--- Page excerpt Enclosed Below ---
Overview

For this investigation, we will be analyzing a memory dump from a compromised device. We will primarily investigate the process tree and command line artifacts to determine the source of the malicious activity.

Scenario

As a forensic investigator at a leading financial institution, your SIEM has flagged unusual activity on an internal workstation with access to sensitive financial data, indicating a potential breach. With a memory dump from the compromised machine, your task is to analyze for indicators of compromise, trace the anomaly’s origin, and contain the incident while assessing its scope.

Q1

Identifying the name of the malicious process helps in understanding the nature of the attack. What is the name of the malicious process?

We’ll start off our investigation by analyzing the process tree with the pstree plugin.

Looking through the output, there isn’t much that jumps out as suspicious.

The last few lines, however, provide a good starting point for our investigation.

We can see that Wordpad and PowerShell processes began at the same time.

Furthermore, the powershell process executed net.exe.

With this information, we’ll use the cmdline plugin to check for suspicious command execution.

Our results give us some immediate red flags.

We can see that powershell was used with the -windowstyle hidden switch, net was used to attach a network share, and rundll32 was used to execute a dll located on the newly attached share.

Given this evidence, we can conclude that powershell was responsible for the initial malicious execution.

Q2

Knowing the parent process ID (PPID) of the malicious process aids in tracing the process hierarchy and understanding the attack flow. What is the parent PID of the malicious process?

We can refer back to our pstree output to determine the PPID responsible for spawning the malicious powershell process.

Q3

Determining the file name used by the malware for executing the second-stage payload is crucial for identifying subsequent malicious activities. What is the file name that the malware uses to execute the second-stage payload?

We identified the malicious DLL used in the powershell command.

Given the chain of execution we have discovered, this appears to be the second-stage payload.

Q4

Identifying the shared directory on the remote server helps trace the resources targeted by the attacker. What is the name of the shared directory being accessed on the remote server?

Our cmdline results included two entries that showed a network share being attached.

Q5

What is the MITRE sub-technique ID used by the malware to execute the second-stage payload?

Our investigation has shown that the attacker utilized network shares and rundll32 to execute their payload.

A little googling for MITRE ATT&CK and these keywords will give us a match and a detailed analysis of this tactic.

Q6

Identifying the username under which the malicious process runs helps in assessing the compromised account and its potential impact. What is the username that the malicious process runs under?

We’ll use the sessions plugin to determine which user account was responsible for the malicious execution.

In the output, we can see the hostname and username associated with the powershell and net.exe activity.

Note: It is important to check the PID and timestamps of these events, just just the process name.

Q7

Knowing the name of the malware family is essential for correlating the attack with known threats and developing appropriate defenses. What is the name of the malware family?

Our analysis of the command line execution revealed an IP address that we should investigate.

A quick trip to VirusTotal, and a search for the IP, reveals the nature of the attack.
--- End of Enclosed Page excerpt ---
→ What you will do: Translate this sentence from the memory forensics walkthrough into French: "With this information, we’ll use the cmdline plugin to check for suspicious command execution." The lines after this come from a different source.
--- Data for review Enclosed Below ---
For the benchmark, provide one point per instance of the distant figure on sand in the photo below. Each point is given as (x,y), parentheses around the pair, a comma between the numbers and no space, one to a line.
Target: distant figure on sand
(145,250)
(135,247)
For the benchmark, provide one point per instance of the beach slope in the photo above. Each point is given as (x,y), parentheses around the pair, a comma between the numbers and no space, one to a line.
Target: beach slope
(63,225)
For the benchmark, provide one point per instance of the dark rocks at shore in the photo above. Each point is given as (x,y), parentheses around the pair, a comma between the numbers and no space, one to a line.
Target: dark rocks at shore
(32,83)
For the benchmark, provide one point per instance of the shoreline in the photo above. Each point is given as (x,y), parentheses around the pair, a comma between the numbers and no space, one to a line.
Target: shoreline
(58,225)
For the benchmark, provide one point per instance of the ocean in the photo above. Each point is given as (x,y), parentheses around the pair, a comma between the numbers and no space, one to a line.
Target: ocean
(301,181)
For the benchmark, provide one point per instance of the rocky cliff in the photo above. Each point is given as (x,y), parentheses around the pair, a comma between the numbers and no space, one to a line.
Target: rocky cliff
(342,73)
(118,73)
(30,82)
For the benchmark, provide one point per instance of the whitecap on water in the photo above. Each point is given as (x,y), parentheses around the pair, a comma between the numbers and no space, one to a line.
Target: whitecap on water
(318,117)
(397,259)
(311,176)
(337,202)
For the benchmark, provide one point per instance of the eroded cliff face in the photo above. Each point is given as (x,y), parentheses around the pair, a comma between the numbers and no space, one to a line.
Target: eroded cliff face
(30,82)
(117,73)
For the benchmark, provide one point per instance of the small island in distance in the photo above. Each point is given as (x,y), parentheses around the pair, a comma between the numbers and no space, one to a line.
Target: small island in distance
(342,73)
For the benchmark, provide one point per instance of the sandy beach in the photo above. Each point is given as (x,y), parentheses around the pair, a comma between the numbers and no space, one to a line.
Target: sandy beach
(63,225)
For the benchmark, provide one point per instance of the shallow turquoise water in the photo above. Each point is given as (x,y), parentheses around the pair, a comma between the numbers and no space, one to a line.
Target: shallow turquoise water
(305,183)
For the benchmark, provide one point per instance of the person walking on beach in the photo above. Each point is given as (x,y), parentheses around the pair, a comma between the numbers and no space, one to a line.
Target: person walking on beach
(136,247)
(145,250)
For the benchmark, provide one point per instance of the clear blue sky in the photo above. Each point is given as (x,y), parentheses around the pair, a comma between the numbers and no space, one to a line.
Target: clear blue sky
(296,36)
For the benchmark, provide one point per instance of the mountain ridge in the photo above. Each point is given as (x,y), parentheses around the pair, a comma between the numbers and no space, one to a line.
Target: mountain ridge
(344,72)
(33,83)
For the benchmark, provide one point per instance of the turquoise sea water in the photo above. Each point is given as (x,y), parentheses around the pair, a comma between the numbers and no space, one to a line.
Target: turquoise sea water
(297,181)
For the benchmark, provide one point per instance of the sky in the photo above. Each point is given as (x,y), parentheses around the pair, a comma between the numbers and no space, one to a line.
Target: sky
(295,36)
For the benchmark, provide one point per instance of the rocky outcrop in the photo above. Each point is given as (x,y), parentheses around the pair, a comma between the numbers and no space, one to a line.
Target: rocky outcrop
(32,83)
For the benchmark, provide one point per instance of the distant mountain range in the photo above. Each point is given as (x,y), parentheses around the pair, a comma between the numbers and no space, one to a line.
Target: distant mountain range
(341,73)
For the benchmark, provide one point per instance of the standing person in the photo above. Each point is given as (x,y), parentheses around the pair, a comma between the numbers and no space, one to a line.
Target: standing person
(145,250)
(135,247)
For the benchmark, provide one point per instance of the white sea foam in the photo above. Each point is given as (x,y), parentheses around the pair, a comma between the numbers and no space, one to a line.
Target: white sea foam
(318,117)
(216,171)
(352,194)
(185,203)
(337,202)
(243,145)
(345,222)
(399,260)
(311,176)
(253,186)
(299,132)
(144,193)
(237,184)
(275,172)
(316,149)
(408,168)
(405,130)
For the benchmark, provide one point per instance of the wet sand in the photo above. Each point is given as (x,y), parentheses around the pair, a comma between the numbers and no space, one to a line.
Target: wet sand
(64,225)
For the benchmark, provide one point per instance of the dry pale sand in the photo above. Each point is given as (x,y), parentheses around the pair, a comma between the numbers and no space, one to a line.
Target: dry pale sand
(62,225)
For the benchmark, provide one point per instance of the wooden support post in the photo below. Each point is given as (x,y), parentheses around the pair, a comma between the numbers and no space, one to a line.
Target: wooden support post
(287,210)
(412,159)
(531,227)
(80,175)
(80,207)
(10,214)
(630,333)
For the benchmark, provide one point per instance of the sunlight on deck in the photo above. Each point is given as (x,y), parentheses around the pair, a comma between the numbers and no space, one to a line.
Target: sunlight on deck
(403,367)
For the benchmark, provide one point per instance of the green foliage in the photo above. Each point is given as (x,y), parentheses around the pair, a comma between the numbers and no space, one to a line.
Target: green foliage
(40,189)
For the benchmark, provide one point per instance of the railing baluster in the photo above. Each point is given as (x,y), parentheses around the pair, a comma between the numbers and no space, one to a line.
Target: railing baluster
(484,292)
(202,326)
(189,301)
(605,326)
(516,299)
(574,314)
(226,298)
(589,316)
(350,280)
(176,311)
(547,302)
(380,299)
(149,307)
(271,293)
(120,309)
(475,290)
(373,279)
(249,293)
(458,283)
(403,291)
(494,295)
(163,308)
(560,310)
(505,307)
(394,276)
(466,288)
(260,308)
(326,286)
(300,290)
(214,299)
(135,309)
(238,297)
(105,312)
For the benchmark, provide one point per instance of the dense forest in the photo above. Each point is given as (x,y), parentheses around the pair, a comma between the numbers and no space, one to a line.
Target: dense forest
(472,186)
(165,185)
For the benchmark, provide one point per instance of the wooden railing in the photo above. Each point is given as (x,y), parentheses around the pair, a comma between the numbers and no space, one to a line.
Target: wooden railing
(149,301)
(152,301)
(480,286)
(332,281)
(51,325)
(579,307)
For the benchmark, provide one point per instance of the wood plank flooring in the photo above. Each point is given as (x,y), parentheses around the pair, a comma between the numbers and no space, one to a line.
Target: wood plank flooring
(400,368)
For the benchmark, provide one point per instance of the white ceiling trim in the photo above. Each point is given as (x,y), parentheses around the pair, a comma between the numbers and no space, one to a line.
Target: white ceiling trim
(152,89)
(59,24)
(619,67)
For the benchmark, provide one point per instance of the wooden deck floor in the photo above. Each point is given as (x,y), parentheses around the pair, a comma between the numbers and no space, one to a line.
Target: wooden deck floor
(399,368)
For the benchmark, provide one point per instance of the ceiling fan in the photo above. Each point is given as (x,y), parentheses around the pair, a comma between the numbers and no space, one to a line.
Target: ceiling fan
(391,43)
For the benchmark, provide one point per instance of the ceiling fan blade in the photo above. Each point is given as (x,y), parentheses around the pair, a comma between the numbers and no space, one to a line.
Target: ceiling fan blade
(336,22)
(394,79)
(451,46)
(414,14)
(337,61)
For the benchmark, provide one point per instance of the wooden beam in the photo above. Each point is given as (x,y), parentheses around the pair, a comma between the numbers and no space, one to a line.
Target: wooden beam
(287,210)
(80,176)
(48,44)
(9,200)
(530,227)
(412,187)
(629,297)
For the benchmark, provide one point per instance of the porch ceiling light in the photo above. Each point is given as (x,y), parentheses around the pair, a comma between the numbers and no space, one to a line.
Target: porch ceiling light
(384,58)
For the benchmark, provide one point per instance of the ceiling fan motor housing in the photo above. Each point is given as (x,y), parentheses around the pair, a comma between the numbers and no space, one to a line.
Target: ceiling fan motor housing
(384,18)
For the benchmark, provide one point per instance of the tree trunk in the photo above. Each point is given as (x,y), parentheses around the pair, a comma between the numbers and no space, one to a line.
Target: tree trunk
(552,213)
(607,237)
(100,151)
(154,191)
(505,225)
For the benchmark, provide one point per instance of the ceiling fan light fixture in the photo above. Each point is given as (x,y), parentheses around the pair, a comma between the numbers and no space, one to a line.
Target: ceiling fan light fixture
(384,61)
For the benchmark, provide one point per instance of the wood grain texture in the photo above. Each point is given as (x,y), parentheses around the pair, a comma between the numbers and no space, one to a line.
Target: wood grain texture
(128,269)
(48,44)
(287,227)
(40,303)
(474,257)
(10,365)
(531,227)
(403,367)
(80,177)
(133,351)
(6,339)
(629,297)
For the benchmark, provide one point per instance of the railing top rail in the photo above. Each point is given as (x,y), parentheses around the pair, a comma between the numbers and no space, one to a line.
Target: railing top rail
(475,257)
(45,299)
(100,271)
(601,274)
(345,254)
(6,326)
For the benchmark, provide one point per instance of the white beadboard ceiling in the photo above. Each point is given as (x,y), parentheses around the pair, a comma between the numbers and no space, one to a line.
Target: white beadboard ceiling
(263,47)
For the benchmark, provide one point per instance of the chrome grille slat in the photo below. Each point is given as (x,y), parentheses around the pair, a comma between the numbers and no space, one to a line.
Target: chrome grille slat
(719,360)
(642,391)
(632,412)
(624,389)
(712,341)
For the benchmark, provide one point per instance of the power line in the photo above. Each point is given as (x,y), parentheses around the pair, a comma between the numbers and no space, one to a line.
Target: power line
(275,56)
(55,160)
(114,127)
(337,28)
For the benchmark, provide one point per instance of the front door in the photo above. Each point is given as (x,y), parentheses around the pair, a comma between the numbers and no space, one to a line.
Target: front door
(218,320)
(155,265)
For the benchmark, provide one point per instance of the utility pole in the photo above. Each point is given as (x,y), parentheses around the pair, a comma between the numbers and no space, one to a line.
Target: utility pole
--- End of Enclosed Data for review ---
→ Expected answer: Avec ces informations, nous utiliserons le plugin cmdline pour rechercher toute exécution de commandes suspecte.